▸ **Work required**
Copy out the items word for word, from the line with "Segmentation task: every" up to and including the line with "positive clicks: (15, 421)".

##### Data for analysis #####

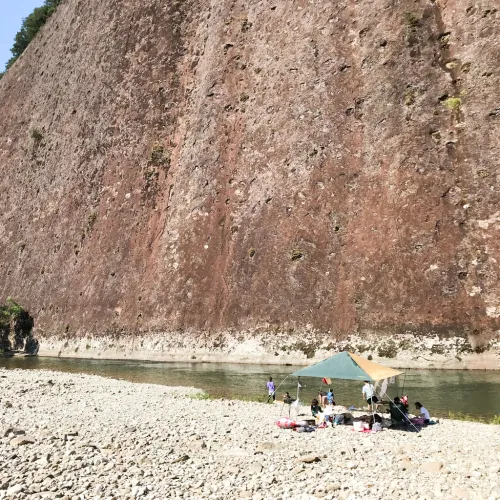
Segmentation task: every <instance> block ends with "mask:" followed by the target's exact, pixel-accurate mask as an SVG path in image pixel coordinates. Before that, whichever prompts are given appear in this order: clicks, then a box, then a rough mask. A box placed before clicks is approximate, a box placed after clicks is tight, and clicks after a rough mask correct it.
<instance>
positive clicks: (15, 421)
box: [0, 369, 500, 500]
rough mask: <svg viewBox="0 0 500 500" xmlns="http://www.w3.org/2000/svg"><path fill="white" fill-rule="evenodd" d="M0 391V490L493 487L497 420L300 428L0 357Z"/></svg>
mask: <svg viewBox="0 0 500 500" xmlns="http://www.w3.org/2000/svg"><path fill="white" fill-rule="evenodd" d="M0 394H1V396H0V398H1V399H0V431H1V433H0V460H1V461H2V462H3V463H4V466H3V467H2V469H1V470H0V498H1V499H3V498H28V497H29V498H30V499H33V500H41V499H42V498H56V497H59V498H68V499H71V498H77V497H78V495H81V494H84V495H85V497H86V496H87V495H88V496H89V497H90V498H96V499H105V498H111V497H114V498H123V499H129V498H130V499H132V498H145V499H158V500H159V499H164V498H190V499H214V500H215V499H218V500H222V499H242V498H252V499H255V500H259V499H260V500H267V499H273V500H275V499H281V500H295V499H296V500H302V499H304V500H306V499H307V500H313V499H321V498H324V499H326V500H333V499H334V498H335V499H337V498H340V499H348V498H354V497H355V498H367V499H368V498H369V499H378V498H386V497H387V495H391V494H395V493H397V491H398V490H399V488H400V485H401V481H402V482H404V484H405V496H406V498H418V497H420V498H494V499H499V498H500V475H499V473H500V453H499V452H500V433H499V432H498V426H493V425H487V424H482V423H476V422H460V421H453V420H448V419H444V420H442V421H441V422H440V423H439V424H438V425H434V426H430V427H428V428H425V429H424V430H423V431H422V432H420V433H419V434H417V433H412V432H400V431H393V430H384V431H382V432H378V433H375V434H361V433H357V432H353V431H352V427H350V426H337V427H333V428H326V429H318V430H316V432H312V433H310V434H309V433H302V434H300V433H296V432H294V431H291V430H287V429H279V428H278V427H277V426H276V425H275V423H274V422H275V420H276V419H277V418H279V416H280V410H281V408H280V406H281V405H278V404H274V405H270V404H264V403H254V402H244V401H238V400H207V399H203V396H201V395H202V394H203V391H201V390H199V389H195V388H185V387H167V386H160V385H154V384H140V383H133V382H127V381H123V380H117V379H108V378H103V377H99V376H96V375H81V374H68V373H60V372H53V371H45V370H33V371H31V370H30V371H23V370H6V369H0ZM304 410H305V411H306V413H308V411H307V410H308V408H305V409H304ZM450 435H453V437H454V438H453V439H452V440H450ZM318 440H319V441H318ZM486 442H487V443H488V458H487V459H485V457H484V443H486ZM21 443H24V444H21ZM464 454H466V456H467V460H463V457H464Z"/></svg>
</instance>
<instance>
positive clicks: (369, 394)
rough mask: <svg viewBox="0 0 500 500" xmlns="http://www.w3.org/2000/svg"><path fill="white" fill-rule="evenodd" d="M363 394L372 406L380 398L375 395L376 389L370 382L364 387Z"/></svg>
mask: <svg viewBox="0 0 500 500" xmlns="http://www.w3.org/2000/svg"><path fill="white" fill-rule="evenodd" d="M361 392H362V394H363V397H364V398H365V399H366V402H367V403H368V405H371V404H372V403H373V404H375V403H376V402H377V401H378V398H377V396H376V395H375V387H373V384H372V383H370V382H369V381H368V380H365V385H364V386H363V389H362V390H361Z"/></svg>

#####
##### Data for analysis #####

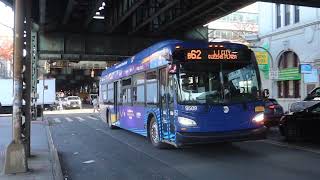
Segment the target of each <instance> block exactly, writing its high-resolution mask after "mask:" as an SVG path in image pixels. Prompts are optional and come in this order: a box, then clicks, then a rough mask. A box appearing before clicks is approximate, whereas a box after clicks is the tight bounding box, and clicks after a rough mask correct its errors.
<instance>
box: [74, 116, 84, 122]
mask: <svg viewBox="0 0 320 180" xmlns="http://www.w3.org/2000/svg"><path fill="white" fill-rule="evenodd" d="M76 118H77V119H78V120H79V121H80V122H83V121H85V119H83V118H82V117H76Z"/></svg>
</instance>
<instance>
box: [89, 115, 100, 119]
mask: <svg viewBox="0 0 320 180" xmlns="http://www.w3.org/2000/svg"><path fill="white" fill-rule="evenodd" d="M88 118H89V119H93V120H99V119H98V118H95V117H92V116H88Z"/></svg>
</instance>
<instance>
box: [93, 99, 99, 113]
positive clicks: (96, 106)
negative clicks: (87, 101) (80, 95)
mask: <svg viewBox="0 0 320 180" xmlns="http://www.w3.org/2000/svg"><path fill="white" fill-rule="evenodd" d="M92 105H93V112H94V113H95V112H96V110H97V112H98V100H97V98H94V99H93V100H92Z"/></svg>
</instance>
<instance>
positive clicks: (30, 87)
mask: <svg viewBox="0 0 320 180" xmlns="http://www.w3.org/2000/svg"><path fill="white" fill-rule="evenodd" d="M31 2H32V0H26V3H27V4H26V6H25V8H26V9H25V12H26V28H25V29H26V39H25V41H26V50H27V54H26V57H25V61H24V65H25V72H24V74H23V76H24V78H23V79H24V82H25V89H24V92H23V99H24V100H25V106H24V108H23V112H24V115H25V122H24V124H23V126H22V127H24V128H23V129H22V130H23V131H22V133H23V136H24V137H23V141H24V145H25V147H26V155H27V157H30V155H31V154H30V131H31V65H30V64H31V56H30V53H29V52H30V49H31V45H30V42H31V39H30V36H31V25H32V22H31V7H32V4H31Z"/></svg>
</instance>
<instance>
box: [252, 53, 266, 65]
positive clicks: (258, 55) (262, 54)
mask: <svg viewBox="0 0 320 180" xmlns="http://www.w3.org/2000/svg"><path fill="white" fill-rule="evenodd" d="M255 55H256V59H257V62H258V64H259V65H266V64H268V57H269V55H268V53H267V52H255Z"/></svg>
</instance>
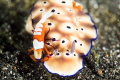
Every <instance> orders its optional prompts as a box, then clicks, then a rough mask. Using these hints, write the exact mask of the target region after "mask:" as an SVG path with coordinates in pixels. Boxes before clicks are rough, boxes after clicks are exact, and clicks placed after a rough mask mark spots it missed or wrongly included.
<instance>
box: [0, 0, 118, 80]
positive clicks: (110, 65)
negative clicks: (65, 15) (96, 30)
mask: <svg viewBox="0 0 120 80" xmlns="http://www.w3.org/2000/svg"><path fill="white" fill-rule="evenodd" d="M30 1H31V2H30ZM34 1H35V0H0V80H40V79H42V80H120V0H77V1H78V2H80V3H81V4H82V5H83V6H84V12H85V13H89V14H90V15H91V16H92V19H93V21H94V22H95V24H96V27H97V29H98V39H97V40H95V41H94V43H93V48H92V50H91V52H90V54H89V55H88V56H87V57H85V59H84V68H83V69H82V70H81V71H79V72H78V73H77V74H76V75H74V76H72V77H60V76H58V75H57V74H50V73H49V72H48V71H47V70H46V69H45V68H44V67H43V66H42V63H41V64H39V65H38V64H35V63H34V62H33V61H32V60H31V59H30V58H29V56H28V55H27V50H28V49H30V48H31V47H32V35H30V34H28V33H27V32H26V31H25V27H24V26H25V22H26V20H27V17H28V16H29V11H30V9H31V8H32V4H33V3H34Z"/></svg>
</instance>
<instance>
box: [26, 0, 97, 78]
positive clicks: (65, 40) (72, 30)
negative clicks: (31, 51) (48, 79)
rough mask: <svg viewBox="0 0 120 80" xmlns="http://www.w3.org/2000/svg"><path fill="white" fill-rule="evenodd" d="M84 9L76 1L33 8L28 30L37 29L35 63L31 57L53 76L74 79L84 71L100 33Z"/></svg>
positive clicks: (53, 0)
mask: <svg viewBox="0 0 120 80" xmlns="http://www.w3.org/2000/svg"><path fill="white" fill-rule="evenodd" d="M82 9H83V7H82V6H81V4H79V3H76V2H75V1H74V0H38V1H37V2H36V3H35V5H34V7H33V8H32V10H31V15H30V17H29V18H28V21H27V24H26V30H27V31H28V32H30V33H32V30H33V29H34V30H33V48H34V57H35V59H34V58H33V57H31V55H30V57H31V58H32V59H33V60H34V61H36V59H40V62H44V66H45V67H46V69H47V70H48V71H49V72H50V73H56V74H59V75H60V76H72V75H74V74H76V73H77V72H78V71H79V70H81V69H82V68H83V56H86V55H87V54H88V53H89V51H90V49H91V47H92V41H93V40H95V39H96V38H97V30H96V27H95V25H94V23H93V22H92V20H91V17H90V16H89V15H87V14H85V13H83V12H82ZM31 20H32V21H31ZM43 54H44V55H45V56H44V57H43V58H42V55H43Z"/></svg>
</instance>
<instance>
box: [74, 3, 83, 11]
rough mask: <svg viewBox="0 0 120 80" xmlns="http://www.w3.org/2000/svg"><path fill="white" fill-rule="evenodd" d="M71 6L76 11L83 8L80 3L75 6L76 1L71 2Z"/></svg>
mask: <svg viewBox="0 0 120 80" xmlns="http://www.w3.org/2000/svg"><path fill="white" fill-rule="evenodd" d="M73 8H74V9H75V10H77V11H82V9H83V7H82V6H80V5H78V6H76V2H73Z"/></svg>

#####
##### Data for analysis #####

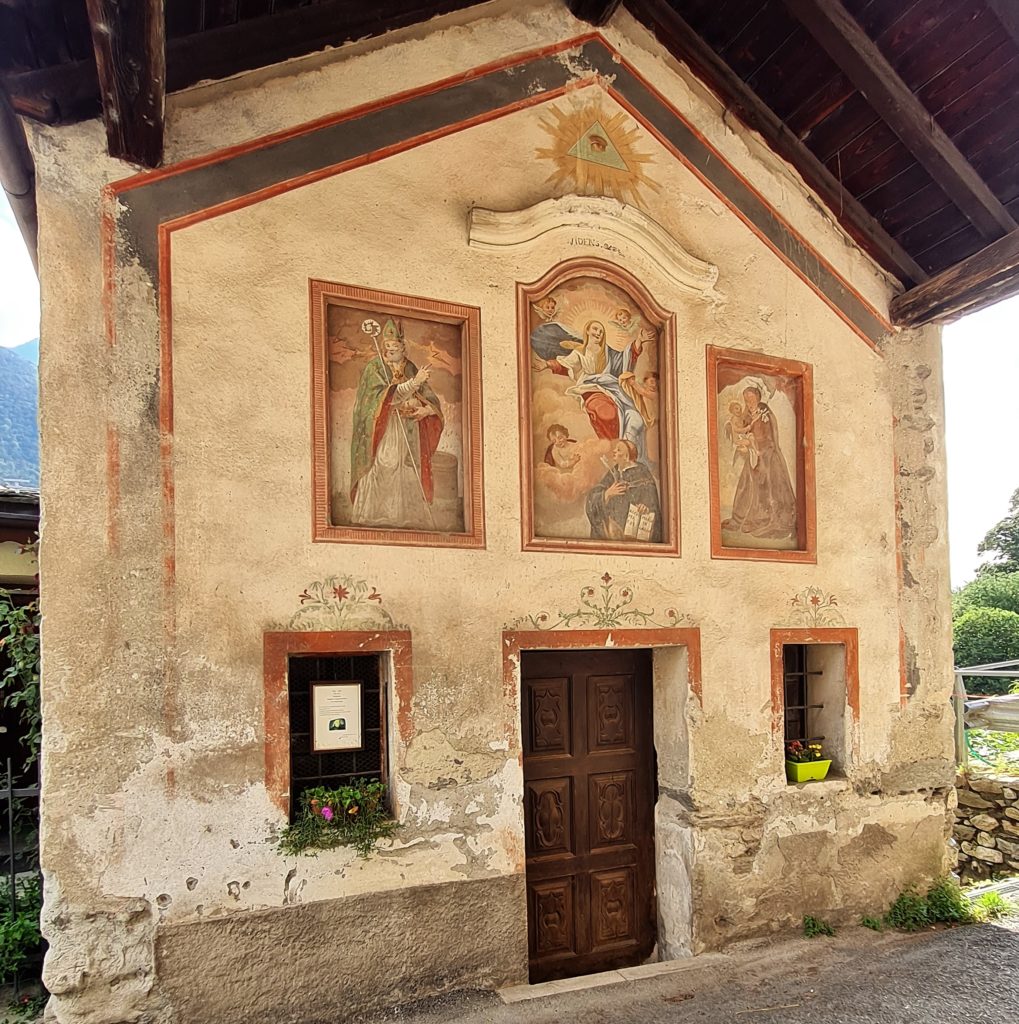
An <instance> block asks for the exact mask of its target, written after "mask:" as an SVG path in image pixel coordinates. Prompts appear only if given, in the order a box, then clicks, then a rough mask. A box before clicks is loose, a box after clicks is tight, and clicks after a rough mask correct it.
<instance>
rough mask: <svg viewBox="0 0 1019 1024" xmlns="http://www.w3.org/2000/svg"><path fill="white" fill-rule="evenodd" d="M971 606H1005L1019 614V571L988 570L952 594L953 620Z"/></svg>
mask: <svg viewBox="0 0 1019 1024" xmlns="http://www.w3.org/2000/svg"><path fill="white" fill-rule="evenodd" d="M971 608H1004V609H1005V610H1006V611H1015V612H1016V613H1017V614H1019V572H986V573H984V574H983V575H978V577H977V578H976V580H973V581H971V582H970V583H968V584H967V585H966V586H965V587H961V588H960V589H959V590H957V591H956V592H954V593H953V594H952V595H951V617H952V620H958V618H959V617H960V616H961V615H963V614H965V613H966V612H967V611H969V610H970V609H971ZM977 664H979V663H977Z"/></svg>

#####

▸ **Task output**
Segmentation task: every <instance> block ends with "mask:" followed by the target's exact, pixel-accurate mask as an SVG path in image pixel coordinates. Before that, whichever prompts are given appear in this order: clicks, then a box, then a rough mask. A box placed before clicks is approximate, a box placed after clicks is tight, and clicks after a rough mask correct it.
<instance>
positive clicks: (15, 421)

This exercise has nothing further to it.